Can you convert every line of the records below into a numbered list, skipping any blank lines and leaving the pictures out?

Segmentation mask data
★ ★ ★ ★ ★

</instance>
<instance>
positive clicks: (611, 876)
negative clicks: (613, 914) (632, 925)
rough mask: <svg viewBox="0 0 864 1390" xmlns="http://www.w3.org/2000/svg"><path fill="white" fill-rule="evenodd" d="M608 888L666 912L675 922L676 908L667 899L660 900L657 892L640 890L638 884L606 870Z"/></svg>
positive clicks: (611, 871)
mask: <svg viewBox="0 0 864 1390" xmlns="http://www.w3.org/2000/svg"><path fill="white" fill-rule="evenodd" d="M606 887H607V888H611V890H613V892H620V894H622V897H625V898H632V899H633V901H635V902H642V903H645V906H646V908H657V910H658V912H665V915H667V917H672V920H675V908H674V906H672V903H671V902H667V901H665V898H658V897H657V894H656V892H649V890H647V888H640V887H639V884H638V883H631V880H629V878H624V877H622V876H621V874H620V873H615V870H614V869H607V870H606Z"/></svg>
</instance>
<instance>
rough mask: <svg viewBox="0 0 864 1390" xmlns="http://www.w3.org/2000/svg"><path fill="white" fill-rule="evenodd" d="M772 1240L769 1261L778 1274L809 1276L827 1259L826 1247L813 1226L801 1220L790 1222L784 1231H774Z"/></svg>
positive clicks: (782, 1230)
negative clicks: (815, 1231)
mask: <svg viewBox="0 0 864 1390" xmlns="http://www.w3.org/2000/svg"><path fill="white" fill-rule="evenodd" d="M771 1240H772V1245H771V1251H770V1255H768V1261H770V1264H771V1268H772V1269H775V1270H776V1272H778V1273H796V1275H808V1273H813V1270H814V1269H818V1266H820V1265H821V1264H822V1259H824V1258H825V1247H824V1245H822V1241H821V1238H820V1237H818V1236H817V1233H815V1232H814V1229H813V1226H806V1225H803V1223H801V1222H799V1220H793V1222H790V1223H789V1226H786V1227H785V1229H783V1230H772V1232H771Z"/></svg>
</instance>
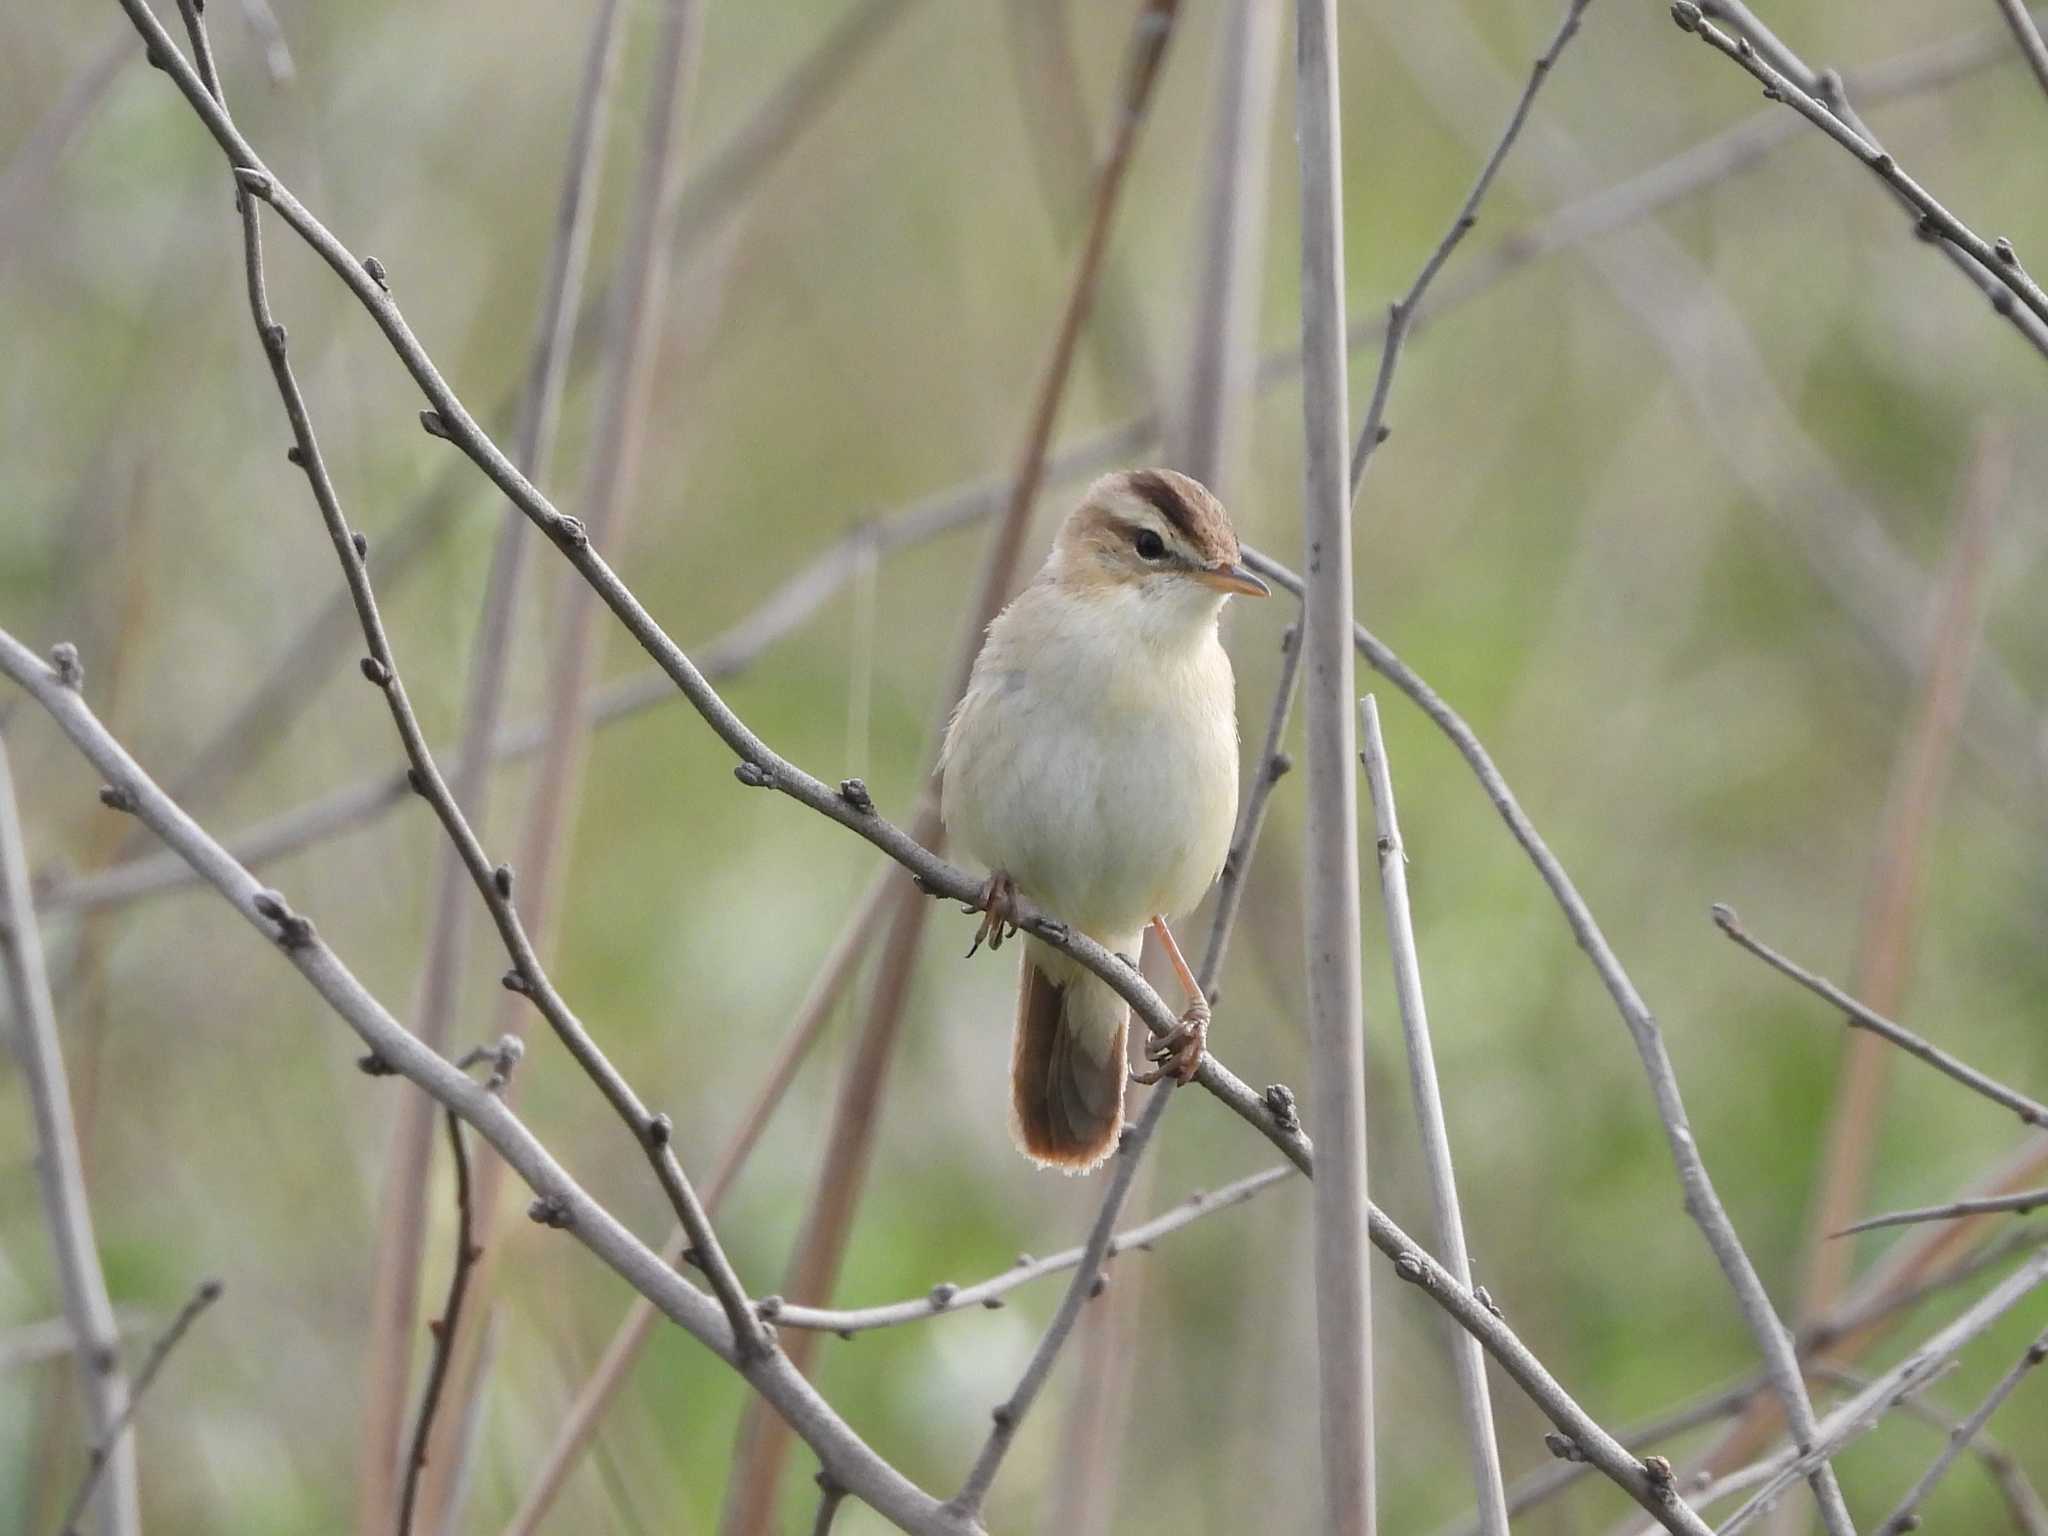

★ ★ ★ ★ ★

_Result below_
1. </instance>
2. <instance>
3. positive clicks: (611, 876)
4. negative clicks: (613, 914) (632, 925)
5. rough mask: <svg viewBox="0 0 864 1390" xmlns="http://www.w3.org/2000/svg"><path fill="white" fill-rule="evenodd" d="M608 888L666 912L675 922L676 908L667 899L660 900L657 892L640 890L638 884L606 870Z"/></svg>
6. positive clicks: (611, 871)
7. mask: <svg viewBox="0 0 864 1390" xmlns="http://www.w3.org/2000/svg"><path fill="white" fill-rule="evenodd" d="M606 887H607V888H611V890H613V892H620V894H622V897H625V898H632V899H633V901H635V902H642V903H645V906H646V908H657V910H658V912H665V915H667V917H672V920H675V908H674V906H672V903H671V902H667V901H665V898H658V897H657V894H656V892H649V890H647V888H640V887H639V884H638V883H631V880H629V878H624V877H622V876H621V874H620V873H615V870H614V869H607V870H606Z"/></svg>
8. </instance>
9. <instance>
10. rough mask: <svg viewBox="0 0 864 1390" xmlns="http://www.w3.org/2000/svg"><path fill="white" fill-rule="evenodd" d="M772 1240L769 1261L778 1274L809 1276L827 1259L826 1247L813 1226L801 1220L790 1222L784 1231H774Z"/></svg>
11. positive clicks: (782, 1230)
12. negative clicks: (815, 1231)
13. mask: <svg viewBox="0 0 864 1390" xmlns="http://www.w3.org/2000/svg"><path fill="white" fill-rule="evenodd" d="M771 1240H772V1245H771V1251H770V1255H768V1261H770V1264H771V1268H772V1269H775V1270H776V1272H778V1273H796V1275H808V1273H813V1270H814V1269H818V1266H820V1265H821V1264H822V1259H824V1258H825V1247H824V1245H822V1241H821V1238H820V1237H818V1236H817V1233H815V1232H814V1229H813V1226H806V1225H803V1223H801V1222H799V1220H793V1222H790V1223H789V1226H786V1227H785V1229H783V1230H772V1232H771Z"/></svg>
14. </instance>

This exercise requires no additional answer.